--- Begin Material ---

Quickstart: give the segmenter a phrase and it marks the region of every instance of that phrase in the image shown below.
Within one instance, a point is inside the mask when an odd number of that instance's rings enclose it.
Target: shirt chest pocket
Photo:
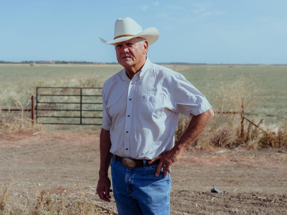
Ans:
[[[164,108],[163,96],[156,97],[147,95],[141,96],[139,104],[139,113],[147,120],[160,118]]]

--- End Material ---

Work required:
Please repeat every one of the entries above word for word, leaving out the pictures.

Correct output:
Quickstart: give the segmenter a phrase and it marks the region of every instance of that phrase in the image shown below.
Within one instance, a point is inside the mask when an odd number of that instance's rings enclose it.
Target: shirt chest pocket
Photo:
Ans:
[[[164,108],[163,96],[156,97],[147,95],[141,96],[139,104],[139,113],[147,120],[160,118]]]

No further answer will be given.